Supplied material Start Marker
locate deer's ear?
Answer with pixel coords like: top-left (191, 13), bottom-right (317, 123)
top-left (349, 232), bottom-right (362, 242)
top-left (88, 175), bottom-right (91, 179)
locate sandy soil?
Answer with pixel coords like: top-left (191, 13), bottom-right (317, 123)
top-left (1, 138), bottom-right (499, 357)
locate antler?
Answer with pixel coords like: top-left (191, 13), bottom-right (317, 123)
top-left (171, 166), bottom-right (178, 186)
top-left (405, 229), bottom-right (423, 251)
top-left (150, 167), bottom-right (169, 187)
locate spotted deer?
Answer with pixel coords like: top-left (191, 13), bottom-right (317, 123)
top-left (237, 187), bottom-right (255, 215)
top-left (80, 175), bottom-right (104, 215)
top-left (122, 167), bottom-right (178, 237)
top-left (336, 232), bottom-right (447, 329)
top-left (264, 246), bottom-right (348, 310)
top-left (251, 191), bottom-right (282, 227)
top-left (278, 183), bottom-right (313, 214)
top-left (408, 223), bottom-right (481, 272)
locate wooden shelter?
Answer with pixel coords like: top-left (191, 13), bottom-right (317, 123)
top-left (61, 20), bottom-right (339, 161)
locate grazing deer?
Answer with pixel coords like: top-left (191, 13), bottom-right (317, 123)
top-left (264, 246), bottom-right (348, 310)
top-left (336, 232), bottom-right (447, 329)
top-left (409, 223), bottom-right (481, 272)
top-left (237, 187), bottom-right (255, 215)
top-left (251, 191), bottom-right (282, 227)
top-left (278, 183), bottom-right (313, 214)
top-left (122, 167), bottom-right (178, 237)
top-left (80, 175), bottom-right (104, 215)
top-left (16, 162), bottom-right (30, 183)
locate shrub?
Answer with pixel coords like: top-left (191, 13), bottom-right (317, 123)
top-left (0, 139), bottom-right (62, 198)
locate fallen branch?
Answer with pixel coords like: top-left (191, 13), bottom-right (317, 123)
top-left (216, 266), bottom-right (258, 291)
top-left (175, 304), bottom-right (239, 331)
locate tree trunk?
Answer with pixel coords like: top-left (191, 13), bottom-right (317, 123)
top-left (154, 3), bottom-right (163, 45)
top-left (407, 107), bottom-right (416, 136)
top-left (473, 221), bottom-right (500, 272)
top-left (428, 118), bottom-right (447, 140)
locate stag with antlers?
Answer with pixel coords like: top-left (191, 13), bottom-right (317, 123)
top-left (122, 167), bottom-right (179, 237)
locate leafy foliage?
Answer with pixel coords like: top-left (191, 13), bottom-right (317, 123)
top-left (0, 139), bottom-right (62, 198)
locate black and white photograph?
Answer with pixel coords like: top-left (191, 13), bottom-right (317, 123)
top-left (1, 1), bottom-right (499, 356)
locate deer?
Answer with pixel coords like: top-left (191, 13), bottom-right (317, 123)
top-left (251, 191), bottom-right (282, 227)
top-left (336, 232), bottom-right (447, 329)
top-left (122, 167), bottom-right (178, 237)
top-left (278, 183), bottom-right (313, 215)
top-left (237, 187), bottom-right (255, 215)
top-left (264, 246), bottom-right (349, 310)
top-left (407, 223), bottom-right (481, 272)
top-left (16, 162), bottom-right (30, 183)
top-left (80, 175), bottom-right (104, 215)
Supplied material End Marker
:: Exercise goal ::
Return the lines exactly as they stand, please. Start at the top of the material and finish with the line where "locate spotted deer?" appears.

:: Response to the exercise ::
locate deer's ear?
Answer with pixel coords like: top-left (191, 13), bottom-right (317, 123)
top-left (349, 232), bottom-right (362, 242)
top-left (88, 175), bottom-right (91, 179)
locate sandy soil?
Answer with pixel coords like: top-left (191, 13), bottom-right (317, 123)
top-left (1, 138), bottom-right (499, 357)
locate antler?
Answer with pixel coords like: top-left (191, 13), bottom-right (317, 123)
top-left (171, 166), bottom-right (178, 186)
top-left (405, 229), bottom-right (423, 251)
top-left (150, 167), bottom-right (169, 187)
locate spotted deer?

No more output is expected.